> [Texte proposé]:
╔══

Pour dire les choses autrement, il est quand même
évident que ce sont les riches qui foutent la merde sur cette planète.
Ce sont eux qu'il faut convaincre de ne plus voler, de ne plus enfreindre
les lois, de ne plus tuer, de ne plus exploiter et réduire en esclavage,
de ne plus polluer, de ne plus piller les ressources naturelles, de ne
plus pousser à la consommation imbécile, de ne plus spéculer,
de ne plus corrompre, de ne plus vendre d'armes, de ne plus entretenir
de tueurs à gage, de ne plus falsifier l'information, de ne plus
faire mourir de faim 30 000 enfants chaque jour, ni 3 000 ni 300 ni 3,
de ne plus rendre idiots les gens devant leur télévision,
de ne plus entretenir d'églises ou de sectes, de ne plus faire commerce
de la force de travail, bref, ce sont eux qu'il faut convaincre de ne plus
être riches. Car il n'y a pas un pauvre dans toute cette affaire,
ni d'ailleurs dans aucune affaire ! Alors qu'est-ce qu'il faudrait leur
apprendre aux pauvres pour que le monde aille mieux ? À ne pas voler ?
À ne pas enfreindre les lois ? À ne pas tuer ? À ne pas revendre de la
drogue ? Mais sous quel prétexte ? Eux, ils auraient au moins l'excuse
d'en avoir vraiment besoin ! Un bon conseil : commençons donc par
éduquer les riches, ils sont beaucoup moins nombreux que les pauvres,
et puis ils savent déjà lire, écrire et compter, ça
devrait donc aller très vite, sûrement que la Banque Mondiale
va s'intéresser à ce projet...
C'est aussi ce que je ressens devant ces plans
pour apprendre à vivre, pour éduquer les futurs travailleurs
et les aider à ne plus faire de fixation sur le travail dès
lors qu'il n'y en a pas, à s'intéresser davantage à
leur vie intérieure, à se préoccuper des autres...

╚══

> [À faire]:
(A) D'après l'extrait sur les riches, pourquoi serait-il plus rapide de commencer par éduquer les riches ?
(B) Recopiez l'extrait sur les riches de « Ce sont eux qu'il faut convaincre de ne plus voler, de » à « pas voler ? ».
(C) Résumez l'extrait sur les riches en deux phrases.
Les données ci-dessous proviennent d'une autre source.

> [Extraits des données]:
╔══

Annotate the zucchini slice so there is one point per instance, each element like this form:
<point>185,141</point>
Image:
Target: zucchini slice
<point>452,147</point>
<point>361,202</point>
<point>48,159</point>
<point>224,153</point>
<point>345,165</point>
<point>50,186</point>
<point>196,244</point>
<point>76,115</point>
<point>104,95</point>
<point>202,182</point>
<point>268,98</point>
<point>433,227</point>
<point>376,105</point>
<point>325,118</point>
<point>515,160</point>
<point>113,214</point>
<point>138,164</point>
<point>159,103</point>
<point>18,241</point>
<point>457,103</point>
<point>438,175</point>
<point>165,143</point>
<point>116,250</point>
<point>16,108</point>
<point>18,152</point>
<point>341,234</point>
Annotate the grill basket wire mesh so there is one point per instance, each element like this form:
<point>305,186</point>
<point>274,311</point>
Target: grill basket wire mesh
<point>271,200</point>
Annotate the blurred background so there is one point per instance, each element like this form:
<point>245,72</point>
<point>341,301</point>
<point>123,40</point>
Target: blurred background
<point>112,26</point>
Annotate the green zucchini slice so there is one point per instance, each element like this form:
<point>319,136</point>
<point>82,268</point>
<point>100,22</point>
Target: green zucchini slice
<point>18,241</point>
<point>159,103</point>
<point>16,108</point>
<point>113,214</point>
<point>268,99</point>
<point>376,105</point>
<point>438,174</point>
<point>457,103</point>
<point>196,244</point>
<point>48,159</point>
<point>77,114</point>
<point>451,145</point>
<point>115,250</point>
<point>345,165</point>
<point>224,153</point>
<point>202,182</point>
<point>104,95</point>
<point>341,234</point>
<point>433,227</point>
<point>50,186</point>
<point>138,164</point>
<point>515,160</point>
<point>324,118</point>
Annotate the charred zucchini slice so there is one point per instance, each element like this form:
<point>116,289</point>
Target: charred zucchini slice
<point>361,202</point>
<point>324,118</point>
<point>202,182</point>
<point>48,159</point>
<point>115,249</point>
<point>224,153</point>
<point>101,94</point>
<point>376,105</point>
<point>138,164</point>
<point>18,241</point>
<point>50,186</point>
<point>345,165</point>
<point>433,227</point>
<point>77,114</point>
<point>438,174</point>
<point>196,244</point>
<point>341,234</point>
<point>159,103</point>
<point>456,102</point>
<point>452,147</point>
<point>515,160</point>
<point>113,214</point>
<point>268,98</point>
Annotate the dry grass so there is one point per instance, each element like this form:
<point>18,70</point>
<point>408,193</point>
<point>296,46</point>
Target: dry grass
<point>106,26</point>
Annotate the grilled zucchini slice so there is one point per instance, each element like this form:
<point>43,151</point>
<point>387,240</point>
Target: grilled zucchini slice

╚══
╔══

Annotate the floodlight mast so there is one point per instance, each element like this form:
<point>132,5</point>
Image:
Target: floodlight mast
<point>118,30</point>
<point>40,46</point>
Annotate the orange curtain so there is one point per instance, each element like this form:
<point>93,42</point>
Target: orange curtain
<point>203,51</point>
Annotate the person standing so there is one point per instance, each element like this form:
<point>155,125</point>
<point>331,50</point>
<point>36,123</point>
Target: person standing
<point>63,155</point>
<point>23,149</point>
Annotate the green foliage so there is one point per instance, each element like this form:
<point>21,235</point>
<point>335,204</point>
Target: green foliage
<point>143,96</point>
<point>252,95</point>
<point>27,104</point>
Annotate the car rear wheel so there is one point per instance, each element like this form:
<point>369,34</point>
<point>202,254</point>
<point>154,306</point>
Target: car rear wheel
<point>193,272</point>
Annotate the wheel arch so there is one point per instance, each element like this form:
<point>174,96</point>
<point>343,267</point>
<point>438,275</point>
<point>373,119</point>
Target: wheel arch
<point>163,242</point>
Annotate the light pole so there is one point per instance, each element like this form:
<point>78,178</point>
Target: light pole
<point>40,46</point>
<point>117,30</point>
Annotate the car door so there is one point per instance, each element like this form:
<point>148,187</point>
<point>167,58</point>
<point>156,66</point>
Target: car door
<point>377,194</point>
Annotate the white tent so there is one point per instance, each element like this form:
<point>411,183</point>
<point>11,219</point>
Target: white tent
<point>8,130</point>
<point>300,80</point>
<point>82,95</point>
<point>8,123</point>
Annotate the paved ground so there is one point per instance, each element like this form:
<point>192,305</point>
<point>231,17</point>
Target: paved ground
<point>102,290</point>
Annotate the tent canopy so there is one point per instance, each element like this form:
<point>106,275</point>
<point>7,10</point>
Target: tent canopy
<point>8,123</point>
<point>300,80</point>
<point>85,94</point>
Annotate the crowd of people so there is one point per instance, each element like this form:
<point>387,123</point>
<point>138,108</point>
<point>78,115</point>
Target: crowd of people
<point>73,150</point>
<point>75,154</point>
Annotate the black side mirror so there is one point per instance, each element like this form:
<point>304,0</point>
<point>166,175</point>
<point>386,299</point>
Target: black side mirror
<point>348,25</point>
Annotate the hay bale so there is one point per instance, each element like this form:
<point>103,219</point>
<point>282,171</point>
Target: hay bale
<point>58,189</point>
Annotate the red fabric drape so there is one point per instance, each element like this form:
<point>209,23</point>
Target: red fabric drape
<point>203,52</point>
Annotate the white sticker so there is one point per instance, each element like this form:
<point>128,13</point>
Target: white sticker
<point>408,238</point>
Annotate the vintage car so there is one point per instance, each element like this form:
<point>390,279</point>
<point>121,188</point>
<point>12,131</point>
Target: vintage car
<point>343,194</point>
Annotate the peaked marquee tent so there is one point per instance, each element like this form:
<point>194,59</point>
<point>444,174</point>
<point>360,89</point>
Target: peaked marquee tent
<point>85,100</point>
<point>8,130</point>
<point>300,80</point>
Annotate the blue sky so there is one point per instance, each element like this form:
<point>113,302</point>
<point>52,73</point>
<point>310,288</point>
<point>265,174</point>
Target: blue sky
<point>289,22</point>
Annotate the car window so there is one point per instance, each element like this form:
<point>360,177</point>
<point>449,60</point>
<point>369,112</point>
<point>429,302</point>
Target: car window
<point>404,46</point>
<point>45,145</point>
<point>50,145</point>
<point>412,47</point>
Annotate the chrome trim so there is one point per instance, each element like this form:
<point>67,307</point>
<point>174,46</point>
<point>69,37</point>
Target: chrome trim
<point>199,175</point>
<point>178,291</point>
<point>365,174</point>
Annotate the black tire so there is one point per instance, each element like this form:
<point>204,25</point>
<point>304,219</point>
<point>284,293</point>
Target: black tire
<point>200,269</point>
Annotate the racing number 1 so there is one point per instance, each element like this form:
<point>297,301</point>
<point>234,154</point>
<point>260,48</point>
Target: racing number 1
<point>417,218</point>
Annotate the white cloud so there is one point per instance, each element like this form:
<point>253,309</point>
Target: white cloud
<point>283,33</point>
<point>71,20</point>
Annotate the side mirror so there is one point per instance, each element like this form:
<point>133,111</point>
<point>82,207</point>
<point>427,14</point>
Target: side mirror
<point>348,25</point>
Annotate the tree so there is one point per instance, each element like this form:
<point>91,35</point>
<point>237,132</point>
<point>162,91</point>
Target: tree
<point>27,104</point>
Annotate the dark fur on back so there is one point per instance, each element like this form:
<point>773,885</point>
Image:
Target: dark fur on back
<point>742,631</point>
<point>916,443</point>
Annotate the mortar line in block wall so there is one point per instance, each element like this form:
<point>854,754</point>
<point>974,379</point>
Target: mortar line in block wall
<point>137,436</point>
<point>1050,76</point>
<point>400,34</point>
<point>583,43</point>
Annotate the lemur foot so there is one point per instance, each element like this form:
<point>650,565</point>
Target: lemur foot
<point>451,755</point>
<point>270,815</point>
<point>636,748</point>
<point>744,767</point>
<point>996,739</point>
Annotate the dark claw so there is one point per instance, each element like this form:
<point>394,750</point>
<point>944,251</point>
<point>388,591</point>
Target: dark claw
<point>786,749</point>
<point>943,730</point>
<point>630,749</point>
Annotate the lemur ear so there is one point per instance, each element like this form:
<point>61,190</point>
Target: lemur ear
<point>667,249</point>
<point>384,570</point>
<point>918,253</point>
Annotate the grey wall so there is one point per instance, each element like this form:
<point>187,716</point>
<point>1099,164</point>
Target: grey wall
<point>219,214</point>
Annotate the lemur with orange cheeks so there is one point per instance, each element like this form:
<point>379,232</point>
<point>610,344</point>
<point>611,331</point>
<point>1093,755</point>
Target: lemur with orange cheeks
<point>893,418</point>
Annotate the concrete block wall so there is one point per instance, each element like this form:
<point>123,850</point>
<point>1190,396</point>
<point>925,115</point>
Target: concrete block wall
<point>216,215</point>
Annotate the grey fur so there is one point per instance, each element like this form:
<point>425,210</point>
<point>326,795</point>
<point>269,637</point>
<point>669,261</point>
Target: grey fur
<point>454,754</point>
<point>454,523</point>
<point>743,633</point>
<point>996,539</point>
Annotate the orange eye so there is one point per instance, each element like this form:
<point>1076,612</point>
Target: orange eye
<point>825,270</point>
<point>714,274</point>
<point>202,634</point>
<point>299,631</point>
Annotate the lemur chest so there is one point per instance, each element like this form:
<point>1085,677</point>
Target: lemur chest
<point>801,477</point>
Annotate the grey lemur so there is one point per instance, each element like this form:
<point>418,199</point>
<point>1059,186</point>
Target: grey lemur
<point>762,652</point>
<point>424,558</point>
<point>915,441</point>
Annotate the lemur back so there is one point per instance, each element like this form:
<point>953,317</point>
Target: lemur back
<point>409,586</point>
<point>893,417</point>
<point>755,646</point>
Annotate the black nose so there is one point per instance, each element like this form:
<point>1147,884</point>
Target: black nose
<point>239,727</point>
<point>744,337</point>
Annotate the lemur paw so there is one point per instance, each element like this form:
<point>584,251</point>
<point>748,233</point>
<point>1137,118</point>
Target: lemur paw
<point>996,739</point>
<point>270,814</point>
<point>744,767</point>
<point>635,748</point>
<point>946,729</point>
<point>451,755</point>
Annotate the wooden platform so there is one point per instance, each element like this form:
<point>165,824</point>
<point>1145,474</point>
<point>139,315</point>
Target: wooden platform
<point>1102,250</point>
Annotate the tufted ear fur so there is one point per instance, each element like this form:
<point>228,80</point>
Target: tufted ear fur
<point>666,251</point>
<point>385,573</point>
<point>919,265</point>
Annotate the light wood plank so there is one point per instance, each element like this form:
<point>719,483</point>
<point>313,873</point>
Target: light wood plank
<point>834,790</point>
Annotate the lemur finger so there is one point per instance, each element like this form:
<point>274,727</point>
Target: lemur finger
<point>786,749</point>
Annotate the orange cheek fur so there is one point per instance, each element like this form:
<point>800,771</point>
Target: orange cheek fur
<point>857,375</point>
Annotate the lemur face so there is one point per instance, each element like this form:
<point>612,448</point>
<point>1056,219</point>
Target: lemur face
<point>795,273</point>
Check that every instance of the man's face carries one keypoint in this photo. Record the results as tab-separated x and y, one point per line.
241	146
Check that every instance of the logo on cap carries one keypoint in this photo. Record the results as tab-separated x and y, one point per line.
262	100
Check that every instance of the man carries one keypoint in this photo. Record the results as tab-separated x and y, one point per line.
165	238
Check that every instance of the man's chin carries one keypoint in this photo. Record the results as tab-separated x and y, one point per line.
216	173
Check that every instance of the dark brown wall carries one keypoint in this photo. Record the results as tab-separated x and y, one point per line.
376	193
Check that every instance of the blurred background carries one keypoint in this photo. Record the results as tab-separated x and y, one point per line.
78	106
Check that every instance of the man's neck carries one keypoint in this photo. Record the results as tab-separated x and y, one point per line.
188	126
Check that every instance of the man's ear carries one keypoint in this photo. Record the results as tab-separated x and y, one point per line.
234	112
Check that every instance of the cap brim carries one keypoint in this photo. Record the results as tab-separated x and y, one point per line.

╚══
╔══

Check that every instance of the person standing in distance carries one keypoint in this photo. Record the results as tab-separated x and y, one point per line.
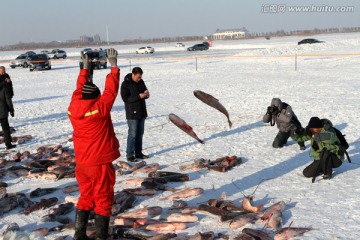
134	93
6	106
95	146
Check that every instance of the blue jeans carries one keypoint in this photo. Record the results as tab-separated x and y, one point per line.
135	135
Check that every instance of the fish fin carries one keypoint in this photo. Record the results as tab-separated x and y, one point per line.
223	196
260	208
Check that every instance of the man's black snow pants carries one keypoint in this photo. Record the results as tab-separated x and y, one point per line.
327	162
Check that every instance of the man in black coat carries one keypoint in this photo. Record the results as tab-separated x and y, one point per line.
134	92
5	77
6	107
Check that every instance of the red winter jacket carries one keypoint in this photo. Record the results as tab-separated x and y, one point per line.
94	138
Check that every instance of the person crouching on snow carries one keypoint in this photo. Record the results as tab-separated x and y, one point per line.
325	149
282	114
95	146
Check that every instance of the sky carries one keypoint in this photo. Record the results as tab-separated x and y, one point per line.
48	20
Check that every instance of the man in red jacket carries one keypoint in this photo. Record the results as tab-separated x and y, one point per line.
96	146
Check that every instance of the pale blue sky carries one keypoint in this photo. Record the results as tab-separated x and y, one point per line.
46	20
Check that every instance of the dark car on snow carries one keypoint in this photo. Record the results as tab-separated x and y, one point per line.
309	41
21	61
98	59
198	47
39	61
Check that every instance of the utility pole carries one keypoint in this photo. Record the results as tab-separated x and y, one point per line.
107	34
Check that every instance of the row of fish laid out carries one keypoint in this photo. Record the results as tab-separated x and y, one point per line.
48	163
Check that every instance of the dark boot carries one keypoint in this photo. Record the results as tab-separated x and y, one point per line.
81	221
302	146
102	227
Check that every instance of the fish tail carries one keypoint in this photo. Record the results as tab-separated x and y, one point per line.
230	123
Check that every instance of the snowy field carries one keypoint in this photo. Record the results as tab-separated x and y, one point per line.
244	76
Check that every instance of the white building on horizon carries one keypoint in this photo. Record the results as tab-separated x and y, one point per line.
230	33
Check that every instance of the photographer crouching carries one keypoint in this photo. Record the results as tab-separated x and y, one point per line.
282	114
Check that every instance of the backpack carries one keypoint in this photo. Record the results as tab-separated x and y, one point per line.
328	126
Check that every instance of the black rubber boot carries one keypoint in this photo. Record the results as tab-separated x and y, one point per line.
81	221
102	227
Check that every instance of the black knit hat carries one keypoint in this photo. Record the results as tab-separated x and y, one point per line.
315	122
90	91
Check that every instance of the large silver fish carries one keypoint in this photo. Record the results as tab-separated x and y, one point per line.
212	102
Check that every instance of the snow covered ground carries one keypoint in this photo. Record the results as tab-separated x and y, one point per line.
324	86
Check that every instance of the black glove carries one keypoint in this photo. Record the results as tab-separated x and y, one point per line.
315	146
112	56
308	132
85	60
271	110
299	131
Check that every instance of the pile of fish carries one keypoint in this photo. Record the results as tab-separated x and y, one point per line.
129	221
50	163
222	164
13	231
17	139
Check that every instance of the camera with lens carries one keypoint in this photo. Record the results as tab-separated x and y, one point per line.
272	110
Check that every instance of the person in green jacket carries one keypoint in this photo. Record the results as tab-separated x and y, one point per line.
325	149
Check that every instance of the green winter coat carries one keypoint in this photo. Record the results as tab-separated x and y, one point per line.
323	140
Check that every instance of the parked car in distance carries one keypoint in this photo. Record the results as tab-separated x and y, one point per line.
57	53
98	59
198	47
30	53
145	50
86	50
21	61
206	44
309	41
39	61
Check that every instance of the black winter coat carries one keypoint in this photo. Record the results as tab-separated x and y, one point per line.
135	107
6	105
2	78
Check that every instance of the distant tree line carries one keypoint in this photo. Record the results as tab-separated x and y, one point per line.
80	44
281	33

╚══

> [Réponses]:
(A) Ils sont beaucoup moins nombreux que les pauvres et savent déjà lire, écrire et compter.

(B)
Ce sont eux qu'il faut convaincre de ne plus voler, de ne plus enfreindre
les lois, de ne plus tuer, de ne plus exploiter et réduire en esclavage,
de ne plus polluer, de ne plus piller les ressources naturelles, de ne
plus pousser à la consommation imbécile, de ne plus spéculer,
de ne plus corrompre, de ne plus vendre d'armes, de ne plus entretenir
de tueurs à gage, de ne plus falsifier l'information, de ne plus
faire mourir de faim 30 000 enfants chaque jour, ni 3 000 ni 300 ni 3,
de ne plus rendre idiots les gens devant leur télévision,
de ne plus entretenir d'églises ou de sectes, de ne plus faire commerce
de la force de travail, bref, ce sont eux qu'il faut convaincre de ne plus
être riches. Car il n'y a pas un pauvre dans toute cette affaire,
ni d'ailleurs dans aucune affaire ! Alors qu'est-ce qu'il faudrait leur
apprendre aux pauvres pour que le monde aille mieux ? À ne pas voler ?

(C) L'extrait affirme que ce sont les riches qui mettent le désordre sur la planète et que c'est eux qu'il faut convaincre de ne plus voler, tuer, exploiter, polluer ou spéculer, bref de ne plus être riches. Il juge qu'on n'a rien à apprendre aux pauvres, qui auraient au moins l'excuse du besoin, et propose d'éduquer d'abord les riches, moins nombreux et sachant déjà lire, écrire et compter.